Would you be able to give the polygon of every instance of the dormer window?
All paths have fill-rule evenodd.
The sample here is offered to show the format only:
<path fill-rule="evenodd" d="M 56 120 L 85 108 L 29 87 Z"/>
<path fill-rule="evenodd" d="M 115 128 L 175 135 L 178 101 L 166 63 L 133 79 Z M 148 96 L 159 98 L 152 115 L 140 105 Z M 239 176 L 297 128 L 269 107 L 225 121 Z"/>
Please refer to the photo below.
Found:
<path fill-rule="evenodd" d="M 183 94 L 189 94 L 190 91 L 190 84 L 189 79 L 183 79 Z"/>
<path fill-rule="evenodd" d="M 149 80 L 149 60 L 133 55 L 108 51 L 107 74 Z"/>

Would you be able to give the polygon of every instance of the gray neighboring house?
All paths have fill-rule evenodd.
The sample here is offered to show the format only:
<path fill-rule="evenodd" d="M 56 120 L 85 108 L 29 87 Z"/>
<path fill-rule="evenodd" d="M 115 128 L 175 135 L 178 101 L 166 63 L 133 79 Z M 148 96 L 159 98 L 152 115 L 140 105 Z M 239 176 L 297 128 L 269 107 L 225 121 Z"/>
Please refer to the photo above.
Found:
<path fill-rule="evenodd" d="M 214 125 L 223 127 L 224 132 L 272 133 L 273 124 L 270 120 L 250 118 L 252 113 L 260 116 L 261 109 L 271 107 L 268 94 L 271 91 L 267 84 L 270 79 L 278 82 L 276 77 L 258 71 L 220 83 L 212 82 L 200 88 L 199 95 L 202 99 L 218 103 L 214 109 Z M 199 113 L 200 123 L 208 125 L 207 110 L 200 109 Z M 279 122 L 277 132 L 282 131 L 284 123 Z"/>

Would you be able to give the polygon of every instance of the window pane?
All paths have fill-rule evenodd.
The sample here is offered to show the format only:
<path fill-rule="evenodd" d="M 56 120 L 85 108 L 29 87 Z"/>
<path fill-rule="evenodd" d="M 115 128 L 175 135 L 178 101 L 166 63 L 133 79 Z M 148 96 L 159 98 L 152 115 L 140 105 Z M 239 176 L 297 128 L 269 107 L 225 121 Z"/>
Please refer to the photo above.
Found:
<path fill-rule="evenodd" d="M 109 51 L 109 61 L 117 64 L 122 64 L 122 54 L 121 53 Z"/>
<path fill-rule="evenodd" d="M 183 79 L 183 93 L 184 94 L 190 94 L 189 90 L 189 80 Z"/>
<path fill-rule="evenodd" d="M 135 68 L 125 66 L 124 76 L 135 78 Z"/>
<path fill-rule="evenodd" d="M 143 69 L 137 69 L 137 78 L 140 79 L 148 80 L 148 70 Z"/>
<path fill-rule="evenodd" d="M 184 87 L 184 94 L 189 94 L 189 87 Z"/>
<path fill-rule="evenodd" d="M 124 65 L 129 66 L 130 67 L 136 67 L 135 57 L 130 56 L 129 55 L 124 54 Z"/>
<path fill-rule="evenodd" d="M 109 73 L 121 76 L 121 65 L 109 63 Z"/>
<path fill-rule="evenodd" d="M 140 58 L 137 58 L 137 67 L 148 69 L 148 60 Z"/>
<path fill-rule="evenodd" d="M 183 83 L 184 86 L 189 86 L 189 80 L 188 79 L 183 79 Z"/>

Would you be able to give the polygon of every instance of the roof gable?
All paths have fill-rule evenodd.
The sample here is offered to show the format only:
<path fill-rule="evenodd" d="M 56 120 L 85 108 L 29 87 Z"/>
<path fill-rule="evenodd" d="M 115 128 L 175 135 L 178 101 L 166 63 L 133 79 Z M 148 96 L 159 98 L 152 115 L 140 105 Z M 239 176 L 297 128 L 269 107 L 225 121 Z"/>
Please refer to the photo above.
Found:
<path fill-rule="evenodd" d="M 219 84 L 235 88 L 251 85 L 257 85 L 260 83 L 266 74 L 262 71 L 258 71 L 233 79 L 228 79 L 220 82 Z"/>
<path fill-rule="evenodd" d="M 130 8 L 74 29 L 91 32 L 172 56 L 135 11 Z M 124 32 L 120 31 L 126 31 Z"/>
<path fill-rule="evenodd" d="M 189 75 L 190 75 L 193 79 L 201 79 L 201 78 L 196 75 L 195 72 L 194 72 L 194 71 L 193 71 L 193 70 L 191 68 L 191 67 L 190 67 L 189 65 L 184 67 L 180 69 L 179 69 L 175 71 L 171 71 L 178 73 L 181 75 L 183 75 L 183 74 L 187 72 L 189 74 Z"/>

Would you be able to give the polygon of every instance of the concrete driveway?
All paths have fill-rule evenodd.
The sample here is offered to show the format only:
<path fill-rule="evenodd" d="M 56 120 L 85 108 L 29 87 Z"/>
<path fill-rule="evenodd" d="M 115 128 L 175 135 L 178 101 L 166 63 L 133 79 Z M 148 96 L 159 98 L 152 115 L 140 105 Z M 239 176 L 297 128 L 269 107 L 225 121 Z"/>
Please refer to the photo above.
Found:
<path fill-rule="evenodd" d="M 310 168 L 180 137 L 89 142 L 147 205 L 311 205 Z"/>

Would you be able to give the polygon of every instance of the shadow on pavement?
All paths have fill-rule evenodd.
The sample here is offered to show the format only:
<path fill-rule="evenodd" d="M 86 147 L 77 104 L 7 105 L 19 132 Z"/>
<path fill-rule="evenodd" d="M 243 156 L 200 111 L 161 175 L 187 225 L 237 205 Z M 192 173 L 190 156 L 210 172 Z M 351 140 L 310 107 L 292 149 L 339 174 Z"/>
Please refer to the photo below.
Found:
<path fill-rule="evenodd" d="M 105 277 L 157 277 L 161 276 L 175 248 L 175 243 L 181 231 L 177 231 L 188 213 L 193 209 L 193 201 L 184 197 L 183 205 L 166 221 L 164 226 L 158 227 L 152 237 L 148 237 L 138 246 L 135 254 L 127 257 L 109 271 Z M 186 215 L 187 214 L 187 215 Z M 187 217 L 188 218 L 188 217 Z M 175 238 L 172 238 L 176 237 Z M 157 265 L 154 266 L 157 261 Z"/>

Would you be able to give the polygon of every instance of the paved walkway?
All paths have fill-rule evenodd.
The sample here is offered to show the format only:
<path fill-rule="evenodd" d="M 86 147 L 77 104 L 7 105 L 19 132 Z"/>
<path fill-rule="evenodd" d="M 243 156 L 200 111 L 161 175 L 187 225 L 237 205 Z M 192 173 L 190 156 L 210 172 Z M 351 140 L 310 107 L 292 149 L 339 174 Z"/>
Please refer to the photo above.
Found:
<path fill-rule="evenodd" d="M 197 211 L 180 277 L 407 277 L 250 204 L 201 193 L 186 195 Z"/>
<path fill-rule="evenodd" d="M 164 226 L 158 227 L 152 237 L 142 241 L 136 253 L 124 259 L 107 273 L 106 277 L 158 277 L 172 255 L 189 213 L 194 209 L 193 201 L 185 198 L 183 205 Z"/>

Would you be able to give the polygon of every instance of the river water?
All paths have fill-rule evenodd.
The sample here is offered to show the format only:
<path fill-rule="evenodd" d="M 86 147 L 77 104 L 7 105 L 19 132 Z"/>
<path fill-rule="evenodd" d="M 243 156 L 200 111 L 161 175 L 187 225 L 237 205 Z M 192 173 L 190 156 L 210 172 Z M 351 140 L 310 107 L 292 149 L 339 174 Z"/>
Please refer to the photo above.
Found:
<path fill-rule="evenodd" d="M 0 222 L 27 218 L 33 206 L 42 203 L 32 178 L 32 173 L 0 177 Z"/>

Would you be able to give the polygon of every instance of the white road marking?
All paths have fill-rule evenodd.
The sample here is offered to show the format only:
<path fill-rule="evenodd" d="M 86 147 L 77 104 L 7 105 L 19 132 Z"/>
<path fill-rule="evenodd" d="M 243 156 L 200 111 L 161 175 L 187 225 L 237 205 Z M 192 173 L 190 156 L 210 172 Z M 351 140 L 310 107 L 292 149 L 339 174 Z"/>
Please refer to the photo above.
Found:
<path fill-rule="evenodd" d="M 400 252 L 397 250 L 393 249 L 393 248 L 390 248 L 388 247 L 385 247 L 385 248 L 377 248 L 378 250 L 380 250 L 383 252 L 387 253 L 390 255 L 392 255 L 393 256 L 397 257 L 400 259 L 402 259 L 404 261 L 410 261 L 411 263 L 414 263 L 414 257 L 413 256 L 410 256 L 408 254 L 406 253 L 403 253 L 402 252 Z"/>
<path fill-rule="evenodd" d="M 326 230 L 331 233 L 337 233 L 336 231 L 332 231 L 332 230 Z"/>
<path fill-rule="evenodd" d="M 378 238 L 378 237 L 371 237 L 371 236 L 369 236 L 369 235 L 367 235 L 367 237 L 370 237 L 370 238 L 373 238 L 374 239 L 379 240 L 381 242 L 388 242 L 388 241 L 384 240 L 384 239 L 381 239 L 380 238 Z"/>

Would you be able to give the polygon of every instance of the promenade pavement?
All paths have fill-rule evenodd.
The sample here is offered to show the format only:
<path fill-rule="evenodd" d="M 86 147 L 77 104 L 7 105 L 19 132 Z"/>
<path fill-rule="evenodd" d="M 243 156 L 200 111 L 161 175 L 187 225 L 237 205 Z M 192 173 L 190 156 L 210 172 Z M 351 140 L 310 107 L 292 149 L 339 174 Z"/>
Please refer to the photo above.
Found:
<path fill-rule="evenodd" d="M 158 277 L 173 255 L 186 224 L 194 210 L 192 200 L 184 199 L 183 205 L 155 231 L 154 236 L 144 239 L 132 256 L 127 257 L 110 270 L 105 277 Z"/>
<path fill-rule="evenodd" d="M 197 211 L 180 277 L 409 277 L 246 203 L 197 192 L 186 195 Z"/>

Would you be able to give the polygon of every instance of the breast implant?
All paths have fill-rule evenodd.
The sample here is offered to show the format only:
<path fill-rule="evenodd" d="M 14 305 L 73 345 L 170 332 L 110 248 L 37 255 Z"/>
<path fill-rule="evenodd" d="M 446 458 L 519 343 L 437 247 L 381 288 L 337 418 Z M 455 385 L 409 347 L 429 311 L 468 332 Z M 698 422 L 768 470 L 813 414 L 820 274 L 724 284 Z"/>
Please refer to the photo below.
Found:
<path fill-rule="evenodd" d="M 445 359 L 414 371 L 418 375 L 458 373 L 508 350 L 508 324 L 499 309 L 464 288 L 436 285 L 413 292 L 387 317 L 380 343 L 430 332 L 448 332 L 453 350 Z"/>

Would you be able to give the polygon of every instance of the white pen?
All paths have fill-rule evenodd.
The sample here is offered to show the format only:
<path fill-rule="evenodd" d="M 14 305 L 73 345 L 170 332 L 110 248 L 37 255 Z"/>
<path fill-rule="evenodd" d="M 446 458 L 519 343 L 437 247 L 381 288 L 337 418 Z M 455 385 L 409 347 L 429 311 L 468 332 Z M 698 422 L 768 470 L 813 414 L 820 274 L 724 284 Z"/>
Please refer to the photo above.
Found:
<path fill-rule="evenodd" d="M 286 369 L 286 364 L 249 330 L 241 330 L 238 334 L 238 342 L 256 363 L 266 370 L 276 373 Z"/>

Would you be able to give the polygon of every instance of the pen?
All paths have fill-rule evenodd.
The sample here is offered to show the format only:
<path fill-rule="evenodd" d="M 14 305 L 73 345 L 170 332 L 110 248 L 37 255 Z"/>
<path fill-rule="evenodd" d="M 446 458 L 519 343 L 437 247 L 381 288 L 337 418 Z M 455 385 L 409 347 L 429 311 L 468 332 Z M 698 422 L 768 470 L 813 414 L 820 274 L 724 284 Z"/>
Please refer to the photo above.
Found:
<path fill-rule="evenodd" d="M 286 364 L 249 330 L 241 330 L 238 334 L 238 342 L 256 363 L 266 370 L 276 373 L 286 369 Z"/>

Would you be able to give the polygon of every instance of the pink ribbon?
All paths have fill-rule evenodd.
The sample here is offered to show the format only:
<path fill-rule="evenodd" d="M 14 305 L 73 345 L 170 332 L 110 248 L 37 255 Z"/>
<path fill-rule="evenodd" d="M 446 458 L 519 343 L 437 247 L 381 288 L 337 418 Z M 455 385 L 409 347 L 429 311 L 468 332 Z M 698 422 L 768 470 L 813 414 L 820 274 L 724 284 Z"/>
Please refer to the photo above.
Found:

▬▬▬

Requirement => Please revise the lines from the line with "white road marking?" up to and including the line with "400 252 L 397", putting "model" in place of "sample" and keeping everything else the same.

Final result =>
Would you be able to give the polygon of every instance of the white road marking?
All paths have fill-rule evenodd.
The model here is offered to show the format only:
<path fill-rule="evenodd" d="M 86 147 L 77 104 L 7 105 L 19 132 Z"/>
<path fill-rule="evenodd" d="M 243 156 L 200 111 L 161 175 L 187 225 L 237 205 Z M 192 173 L 190 156 L 210 172 Z M 351 140 L 310 107 L 292 149 L 339 174 Z"/>
Please refer to the photo above.
Found:
<path fill-rule="evenodd" d="M 400 252 L 397 250 L 393 249 L 393 248 L 390 248 L 388 247 L 385 247 L 385 248 L 377 248 L 378 250 L 380 250 L 383 252 L 387 253 L 390 255 L 392 255 L 393 256 L 397 257 L 400 259 L 402 259 L 404 261 L 410 261 L 411 263 L 414 263 L 414 257 L 413 256 L 410 256 L 408 254 L 406 253 L 403 253 L 402 252 Z"/>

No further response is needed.